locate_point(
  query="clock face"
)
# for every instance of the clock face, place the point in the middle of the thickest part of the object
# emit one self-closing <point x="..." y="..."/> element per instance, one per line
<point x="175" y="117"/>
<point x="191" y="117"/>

Instructions to follow
In the records above, find each line holding "clock" and copy it.

Written reply
  query="clock face"
# for every instance of the clock face, place the point in the middle of the thickest part of the object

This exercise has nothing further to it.